◆ **Article**:
□ □ □

Sunday, April 27, 2008

That was pleasant

Just think of this as an add on to my last post. Ryan has still been waking up about twice a night, better than earlier in the week, but still not how it used to be. Remember the good 'ol days? I do. But, things have changed a bit. I now hang out upstairs to wait for the inevitable crying to start, 5-10 min after we put him down. I stand outside the door and say "lay down and good to sleep." For some reason, it works. I know I shouldn't do it and I should ignore the crying, but his poor voice is so hoarse so I figure why make it worse with letting him cry for up to an hour when I know that will work. It is flawed logic, but at least I KNOW it. Then, if he happens to wake up in the middle of the night I say the same thing--from my bed. I no longer even have to get up. Talk about thin walls. When we moved into this house we put him in the room next to ours. Big mistake. The floor creaks, the door squeaks...there were two perfectly good bedrooms across the hall but I wanted him close...close enough to his hear his crying apparently.

So, there has been a bit of progress in the amount of times he wakes up during the night. Then last night I had a MOM NIGHT OUT. Ethan put him to bed, and let me know that there was no crying right after putting him to bed. I got home at 11:00 and I ofcourse had to wake Ethan up and grill him about any wake-ups that already happened. I needed to be prepared. It was already past my bedtime, I had 2 cosmos (can you believe a pub/bar/restaurant didn't have the "stuff" to make mojitos?) and I wanted to know what kind of a night I was in store for. I'm nothing if not prepared to worry. He said he hadn't cried at all. Then I start to wonder if all these issues are because I'm there when its bedtime, or because sometimes its only me, and daddy is BETTER than me. That kinda hurt and I couldn't fall asleep, and that might have to do with the fact it was 82 in the house and someone hadn't turned on the AC. I am all about turning it on to cool the house down to a reasonable level for sleep purposes. Then around 2:00 Ryan woke up and I said "lay down and go to sleep" from my bed...didn't hear a thing til 6:00.

□ □ □

◆ **Stated exercise**: List every clock time mentioned in the blog post above.

◆ **Dataset**:

□ □ □

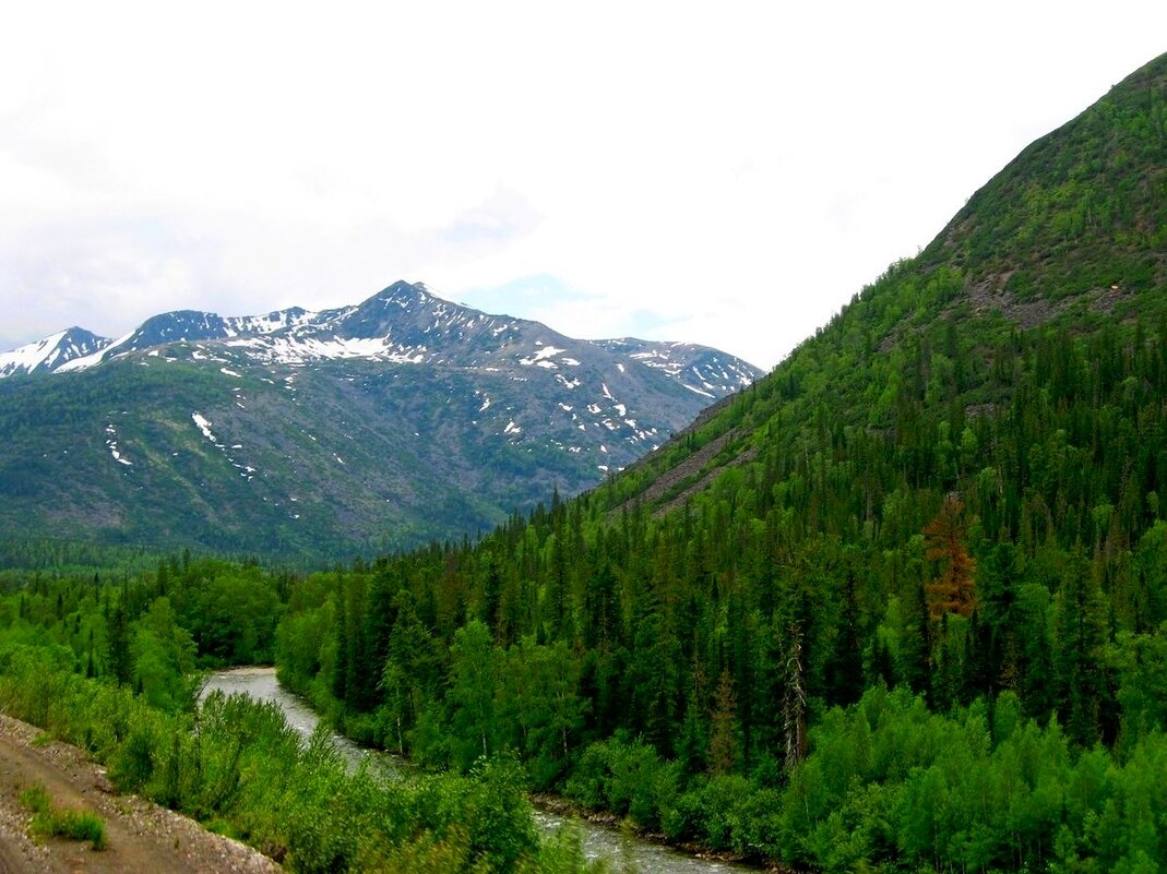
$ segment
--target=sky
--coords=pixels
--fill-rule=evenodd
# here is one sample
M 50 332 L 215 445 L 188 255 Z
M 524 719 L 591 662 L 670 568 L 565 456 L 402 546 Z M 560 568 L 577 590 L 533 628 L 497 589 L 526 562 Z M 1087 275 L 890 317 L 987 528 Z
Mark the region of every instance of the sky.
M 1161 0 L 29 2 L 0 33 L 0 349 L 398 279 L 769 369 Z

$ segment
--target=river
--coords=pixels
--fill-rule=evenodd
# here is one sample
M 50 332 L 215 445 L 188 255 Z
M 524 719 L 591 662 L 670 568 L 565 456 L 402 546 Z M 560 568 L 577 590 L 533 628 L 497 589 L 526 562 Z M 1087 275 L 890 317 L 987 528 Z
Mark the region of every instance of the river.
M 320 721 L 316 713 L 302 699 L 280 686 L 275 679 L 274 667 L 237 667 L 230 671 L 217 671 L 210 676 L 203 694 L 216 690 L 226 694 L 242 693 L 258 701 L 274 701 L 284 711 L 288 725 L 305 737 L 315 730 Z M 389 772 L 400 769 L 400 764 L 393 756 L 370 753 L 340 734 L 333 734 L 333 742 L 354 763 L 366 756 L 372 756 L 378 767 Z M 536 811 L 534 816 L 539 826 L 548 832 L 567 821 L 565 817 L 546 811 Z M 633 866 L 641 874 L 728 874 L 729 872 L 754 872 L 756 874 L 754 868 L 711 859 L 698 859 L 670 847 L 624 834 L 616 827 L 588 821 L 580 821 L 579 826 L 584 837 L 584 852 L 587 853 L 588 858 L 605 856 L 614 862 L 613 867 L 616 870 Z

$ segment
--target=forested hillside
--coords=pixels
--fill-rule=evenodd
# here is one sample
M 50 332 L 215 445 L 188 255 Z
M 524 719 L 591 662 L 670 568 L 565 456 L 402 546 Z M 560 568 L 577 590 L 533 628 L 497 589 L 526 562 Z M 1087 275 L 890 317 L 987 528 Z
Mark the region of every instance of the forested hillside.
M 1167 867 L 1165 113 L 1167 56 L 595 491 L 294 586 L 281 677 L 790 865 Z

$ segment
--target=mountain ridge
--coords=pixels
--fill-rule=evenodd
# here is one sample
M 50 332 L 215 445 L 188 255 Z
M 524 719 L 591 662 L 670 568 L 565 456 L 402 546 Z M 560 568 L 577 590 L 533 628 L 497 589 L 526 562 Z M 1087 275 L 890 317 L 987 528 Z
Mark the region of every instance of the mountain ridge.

□ □ □

◆ **Answer to this task**: 11:00, 2:00, 6:00